» **Passage to read**
========================

Several of the teams were composed of combinations of students representing TC, Columbia and the Parsons School of Design.

But it was the all-TC “Best Fit” team that prevailed.

In their presentation to the EdTech Innovation Showcase, the team members predicted that “Best Fit” will one day transform “the way students and colleges find one another.” 

The app taps the social media landscape by matching high school students with active college students via video and additional media platforms.

Kwee predicts the app will help remove the “stressful barriers” contributing to the prevalence of students who are accepted to college but ultimately neglect to enroll.    

“They want to be part of the community,” adds Llaneza. “They don’t care so much about (enrollment) statistics. They want to know about the (college-going) experience.”     

Unlike the long-standing projects and alliances forged by other Showcase entrants,  Llaneza, Kwee and Owens were stranger until they were introduced at the first Showcase workshop.     

Each brought a distinct perspective to the project:

Owens, a Brown-educated neuroscientist and a TC Instructional Technology & Media student, was the team techie.

MAPPING MAGIC The team that developed "Aladdin," an interactive play mat that helps teach geography. The project received "People's Choice" honors from Showcase attendees.
MAPPING MAGIC The team that developed "Aladdin," an interactive play mat that helps teach geography. The project received "People's Choice" honors from Showcase attendees.
Llaneza (Counseling & Clinical Psychology), an economics major at Rutgers, contributed insight into the angst of first-generation students.  

And former Singapore teacher Kwee, a Higher & Post-Secondary Education major, added the element of real-life classroom experience.  

The genesis of “Best Fit” began with Owens listening to a podcast on “Summer Melt,” a program that addresses the misgivings of first generation students who abandon the idea of attending college in the months following high school graduation.

========================

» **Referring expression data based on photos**

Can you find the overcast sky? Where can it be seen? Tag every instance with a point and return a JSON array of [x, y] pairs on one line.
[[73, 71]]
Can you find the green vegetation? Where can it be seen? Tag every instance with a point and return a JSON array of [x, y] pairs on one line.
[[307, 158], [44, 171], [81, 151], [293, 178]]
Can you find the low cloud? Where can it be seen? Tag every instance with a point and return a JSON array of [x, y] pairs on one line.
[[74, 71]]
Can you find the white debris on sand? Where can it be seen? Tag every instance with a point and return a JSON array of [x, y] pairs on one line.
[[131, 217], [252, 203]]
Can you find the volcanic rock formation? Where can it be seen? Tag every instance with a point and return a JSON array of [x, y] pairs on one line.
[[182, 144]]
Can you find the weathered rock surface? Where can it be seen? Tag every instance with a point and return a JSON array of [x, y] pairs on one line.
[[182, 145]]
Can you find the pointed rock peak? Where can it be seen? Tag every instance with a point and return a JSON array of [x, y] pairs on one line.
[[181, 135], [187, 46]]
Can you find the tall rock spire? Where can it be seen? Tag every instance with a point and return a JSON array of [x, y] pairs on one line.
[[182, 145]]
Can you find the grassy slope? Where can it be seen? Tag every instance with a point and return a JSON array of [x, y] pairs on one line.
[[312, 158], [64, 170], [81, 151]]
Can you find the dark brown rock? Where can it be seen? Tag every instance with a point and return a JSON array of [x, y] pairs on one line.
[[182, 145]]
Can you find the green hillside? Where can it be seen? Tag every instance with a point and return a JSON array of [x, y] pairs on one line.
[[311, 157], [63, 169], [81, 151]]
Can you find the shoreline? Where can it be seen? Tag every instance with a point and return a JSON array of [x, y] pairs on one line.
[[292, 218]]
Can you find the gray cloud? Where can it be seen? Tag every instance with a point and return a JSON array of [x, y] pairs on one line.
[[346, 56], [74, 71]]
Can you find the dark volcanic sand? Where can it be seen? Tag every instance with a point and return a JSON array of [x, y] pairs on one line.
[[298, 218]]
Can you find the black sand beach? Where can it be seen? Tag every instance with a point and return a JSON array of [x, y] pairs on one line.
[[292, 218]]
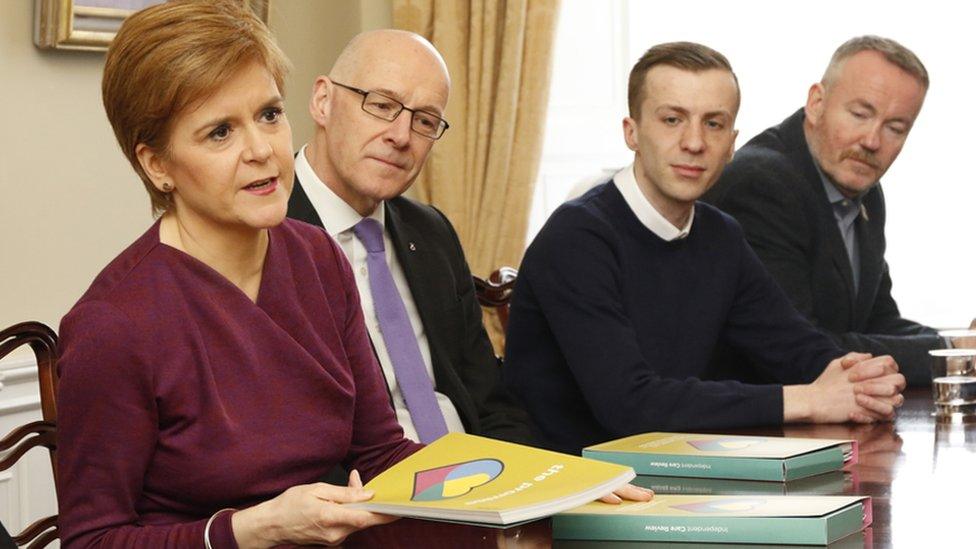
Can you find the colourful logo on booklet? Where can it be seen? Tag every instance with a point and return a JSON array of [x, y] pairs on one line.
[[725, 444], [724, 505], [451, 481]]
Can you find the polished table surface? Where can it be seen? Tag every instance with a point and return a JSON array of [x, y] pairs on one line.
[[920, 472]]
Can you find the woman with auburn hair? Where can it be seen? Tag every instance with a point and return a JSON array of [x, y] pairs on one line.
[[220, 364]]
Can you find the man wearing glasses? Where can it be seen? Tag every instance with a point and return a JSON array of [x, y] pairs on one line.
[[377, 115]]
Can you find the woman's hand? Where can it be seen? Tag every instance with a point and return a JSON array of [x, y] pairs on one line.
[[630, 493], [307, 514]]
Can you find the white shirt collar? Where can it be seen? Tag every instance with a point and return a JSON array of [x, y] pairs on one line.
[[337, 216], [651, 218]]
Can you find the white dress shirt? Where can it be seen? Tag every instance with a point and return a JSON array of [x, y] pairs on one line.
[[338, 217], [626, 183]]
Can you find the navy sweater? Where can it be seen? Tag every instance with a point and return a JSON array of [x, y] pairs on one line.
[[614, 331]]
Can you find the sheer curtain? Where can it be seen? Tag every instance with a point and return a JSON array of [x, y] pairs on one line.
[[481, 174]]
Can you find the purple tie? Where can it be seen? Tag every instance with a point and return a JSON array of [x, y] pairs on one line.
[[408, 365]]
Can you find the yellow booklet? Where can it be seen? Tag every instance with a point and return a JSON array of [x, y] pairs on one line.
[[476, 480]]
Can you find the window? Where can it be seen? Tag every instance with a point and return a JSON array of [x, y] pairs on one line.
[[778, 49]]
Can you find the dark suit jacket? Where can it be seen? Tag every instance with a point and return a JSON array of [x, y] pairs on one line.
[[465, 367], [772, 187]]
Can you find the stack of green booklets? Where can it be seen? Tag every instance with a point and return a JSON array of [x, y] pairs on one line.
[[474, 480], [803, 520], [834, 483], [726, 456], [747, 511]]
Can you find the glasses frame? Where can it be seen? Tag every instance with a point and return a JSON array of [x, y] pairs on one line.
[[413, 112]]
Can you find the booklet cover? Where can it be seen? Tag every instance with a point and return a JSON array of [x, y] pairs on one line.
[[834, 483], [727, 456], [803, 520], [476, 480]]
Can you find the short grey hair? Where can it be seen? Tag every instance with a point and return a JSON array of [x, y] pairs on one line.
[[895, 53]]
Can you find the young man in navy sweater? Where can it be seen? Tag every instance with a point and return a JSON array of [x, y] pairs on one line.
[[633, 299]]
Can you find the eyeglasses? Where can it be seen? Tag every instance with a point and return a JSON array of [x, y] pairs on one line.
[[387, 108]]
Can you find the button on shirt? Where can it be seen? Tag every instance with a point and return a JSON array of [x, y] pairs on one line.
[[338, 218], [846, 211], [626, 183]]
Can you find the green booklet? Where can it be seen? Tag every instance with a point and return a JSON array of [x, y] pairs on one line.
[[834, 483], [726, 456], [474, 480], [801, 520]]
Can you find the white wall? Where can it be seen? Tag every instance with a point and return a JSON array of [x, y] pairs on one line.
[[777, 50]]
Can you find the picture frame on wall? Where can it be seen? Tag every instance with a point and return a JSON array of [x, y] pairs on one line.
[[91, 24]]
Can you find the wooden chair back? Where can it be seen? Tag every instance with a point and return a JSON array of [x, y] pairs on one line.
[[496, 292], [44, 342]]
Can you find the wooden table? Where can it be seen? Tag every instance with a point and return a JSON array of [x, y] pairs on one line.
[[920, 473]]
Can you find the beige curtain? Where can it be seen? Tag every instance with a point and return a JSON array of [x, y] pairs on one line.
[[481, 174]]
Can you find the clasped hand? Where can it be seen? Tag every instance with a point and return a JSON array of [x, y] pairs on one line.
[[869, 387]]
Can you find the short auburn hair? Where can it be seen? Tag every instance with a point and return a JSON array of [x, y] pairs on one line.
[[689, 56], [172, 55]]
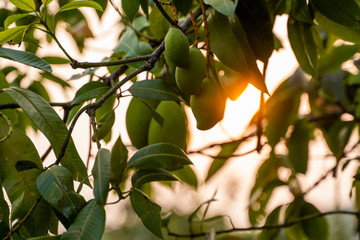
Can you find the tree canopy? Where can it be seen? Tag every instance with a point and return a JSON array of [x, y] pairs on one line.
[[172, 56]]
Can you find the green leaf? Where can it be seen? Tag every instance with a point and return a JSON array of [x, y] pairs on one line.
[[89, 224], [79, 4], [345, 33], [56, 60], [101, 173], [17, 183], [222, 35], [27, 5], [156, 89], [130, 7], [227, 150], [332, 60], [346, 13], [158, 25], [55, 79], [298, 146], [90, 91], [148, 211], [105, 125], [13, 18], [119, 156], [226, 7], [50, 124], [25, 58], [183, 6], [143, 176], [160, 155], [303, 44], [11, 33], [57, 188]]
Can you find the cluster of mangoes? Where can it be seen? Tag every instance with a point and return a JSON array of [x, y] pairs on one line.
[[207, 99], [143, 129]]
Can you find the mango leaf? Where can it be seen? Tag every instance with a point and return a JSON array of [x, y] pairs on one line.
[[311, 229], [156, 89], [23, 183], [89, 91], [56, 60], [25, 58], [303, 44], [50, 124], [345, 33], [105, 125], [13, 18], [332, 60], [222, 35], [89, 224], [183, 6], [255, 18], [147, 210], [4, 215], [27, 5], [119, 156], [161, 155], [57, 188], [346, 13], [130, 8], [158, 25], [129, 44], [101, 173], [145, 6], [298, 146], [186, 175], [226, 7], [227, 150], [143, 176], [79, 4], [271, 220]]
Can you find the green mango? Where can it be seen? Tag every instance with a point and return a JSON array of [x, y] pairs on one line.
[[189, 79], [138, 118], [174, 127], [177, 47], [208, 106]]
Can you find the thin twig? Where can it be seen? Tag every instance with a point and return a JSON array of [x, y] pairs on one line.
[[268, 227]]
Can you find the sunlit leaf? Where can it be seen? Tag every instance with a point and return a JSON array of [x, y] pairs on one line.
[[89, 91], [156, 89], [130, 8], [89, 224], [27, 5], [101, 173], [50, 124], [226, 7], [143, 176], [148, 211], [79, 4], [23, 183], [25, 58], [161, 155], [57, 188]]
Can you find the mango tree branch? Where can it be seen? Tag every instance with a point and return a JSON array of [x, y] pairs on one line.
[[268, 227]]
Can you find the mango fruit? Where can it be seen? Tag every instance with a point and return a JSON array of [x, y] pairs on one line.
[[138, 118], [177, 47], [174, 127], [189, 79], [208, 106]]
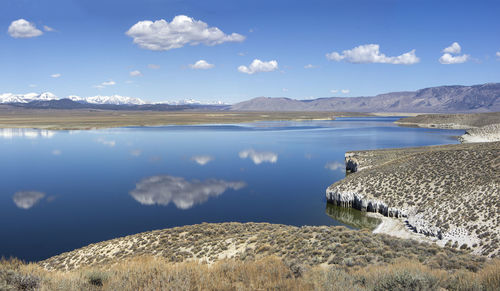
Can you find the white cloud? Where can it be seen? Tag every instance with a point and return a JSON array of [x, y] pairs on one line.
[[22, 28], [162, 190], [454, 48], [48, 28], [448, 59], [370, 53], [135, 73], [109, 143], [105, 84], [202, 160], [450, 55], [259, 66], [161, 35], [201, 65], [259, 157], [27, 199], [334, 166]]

========================

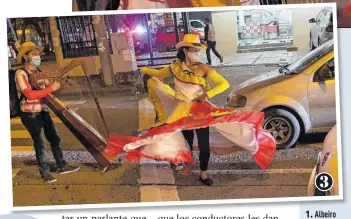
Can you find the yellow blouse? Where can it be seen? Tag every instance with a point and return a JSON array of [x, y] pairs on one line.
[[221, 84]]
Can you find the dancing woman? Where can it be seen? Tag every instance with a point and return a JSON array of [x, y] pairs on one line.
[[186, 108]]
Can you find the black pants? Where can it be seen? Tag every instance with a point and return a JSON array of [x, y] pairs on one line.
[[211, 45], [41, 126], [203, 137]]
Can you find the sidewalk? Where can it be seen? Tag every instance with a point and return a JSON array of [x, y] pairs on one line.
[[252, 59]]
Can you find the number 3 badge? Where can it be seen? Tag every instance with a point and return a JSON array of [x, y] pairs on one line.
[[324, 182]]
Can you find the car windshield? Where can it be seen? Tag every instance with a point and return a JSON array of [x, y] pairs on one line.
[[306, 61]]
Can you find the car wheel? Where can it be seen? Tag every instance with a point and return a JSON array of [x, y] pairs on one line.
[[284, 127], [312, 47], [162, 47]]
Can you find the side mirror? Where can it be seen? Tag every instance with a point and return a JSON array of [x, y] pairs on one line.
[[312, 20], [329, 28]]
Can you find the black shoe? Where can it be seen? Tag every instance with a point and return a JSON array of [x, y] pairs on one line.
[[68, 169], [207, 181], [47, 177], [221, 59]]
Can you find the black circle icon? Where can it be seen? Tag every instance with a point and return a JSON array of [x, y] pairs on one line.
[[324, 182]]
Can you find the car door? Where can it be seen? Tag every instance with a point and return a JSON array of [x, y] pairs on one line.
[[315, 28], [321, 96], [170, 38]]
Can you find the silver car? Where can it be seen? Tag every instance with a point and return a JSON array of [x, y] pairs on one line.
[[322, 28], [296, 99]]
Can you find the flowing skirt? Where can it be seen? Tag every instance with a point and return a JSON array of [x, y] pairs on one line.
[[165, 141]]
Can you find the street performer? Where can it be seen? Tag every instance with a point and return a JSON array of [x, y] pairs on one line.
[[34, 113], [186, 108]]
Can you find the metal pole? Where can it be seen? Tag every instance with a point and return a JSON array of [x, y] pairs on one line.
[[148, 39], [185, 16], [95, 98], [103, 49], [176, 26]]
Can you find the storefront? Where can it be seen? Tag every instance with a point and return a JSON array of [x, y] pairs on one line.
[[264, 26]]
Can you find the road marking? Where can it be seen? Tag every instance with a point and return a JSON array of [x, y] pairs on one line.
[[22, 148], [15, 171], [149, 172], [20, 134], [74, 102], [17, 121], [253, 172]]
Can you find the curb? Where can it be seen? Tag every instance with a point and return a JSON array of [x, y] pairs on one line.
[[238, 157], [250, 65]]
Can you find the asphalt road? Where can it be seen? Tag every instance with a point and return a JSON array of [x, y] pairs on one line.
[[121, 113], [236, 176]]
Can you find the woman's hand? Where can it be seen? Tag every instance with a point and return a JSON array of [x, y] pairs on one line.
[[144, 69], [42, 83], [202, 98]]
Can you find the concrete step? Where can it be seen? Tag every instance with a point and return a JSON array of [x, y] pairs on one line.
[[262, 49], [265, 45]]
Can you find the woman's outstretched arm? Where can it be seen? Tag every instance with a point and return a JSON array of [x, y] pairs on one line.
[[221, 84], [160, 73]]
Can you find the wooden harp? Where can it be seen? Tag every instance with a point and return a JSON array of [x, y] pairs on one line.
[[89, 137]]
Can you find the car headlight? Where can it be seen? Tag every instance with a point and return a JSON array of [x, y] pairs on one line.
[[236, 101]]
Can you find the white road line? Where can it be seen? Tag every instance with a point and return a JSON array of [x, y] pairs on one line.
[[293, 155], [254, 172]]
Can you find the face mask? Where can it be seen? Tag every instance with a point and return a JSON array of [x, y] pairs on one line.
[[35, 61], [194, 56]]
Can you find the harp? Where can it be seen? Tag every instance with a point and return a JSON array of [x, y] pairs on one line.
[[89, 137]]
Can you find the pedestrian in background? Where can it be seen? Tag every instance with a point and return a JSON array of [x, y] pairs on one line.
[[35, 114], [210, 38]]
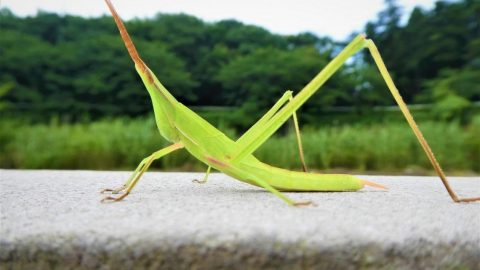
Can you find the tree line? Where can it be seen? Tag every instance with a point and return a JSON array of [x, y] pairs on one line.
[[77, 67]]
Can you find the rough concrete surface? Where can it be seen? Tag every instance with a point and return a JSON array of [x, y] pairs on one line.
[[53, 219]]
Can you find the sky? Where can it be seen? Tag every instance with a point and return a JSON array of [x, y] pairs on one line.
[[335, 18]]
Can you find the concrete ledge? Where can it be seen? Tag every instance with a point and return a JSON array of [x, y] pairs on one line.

========================

» **What is required**
Carry the piece about the "Best Fit" app team forward from its last sentence.

» **Result of the task**
“It inspired me to pursue an Innovation Award,” says Owens, a native of Columbus, Georgia. 

The idea resonated immediately with Kwee and Llaneza.

By the time mentor Carol Barash began working with the team halfway through the process the three students had forged a powerful bond.

“They were respectful of one another, brought out the best in one another and were coachable beyond description,” says Barash, chief executive officer of  “Story2,” a New York-based program that has facilitated the composition of personal narratives throughout the world.

The team did their best to balance the work on “Best Fit” with their studies and personal lives.

But “Best Fit” had a way of taking precedence.

“Over Thanksgiving break we were constantly making phone calls and texting about design,” says Kwee.  

The payoff was a victory that earned the team posting of their findings on “Amazon Server Credits” and a $1,000 prize to be split three ways.

Even more significantly, the Innovation Award helped expand the team’s network – a major step toward one day making “Best Fit” available to high school students and their college counterparts.

Barash can see no reason why “Best Fit” and its creators won’t one day benefit thousands of young people who might otherwise journey from the path to post-secondary education.

“Miranda and the program positioned them for greatness,” said Barash. “They stepped into it, inhabited it and made it their own.” – Steve Giegerich

Making a Broader Mark

Two Teachers College teams that competed in the TC Innovation Award competition have been named to the top 20 among 250 entries for the ATOS/IT Challenge 2018, an international student competition dedicated to technological innovation. (Atos is a global IT services corporation specializing in high-tech transactional servers, unified communications, cloud, big data and cyber security services.) The focus of the 2018 competition is improving services with chatboxes (computer programs that conduct voice or text conversations enabled by artificial  intelligence). The two TC entries are "EmQuo," a program to help users gain emotional intelligence skills and overcome workplace conflicts, and “MySulli,” a chatbox to respond and support middle and high school students who deal with cyber-bullying.